[Saved entries]
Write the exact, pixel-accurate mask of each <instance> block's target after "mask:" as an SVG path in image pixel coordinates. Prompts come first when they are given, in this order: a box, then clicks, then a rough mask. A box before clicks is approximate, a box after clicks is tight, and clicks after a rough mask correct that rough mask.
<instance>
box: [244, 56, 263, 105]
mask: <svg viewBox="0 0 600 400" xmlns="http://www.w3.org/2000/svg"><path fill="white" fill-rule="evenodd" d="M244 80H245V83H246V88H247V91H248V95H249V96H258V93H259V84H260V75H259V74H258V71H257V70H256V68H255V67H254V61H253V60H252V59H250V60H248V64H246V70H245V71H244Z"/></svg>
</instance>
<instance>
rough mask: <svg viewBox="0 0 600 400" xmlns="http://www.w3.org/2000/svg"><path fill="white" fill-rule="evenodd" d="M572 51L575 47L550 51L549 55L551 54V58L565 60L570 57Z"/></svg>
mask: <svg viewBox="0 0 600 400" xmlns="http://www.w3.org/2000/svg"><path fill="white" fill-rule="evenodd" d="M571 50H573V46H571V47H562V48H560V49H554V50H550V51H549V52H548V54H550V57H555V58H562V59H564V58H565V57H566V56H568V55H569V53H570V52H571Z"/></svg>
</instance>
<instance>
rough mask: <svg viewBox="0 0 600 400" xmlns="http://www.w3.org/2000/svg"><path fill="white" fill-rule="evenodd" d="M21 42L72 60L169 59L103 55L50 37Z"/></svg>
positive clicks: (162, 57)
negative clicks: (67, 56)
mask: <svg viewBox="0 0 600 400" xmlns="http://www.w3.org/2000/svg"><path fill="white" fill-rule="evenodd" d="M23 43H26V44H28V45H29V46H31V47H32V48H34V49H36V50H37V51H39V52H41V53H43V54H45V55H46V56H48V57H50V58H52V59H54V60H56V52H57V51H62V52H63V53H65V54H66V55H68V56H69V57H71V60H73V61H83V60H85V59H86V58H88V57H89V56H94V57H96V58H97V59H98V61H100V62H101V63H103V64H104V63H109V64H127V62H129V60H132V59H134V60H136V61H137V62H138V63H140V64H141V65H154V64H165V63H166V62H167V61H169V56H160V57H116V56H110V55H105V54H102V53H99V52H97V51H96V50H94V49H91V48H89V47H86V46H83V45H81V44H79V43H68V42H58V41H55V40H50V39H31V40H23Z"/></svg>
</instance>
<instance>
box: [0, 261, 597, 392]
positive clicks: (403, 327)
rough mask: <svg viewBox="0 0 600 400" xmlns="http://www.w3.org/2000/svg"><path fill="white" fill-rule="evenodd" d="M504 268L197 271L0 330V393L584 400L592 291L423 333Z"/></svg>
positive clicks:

**Task details:** How many lines of the records contain the string "rough"? Give only the number.

**Result below:** 4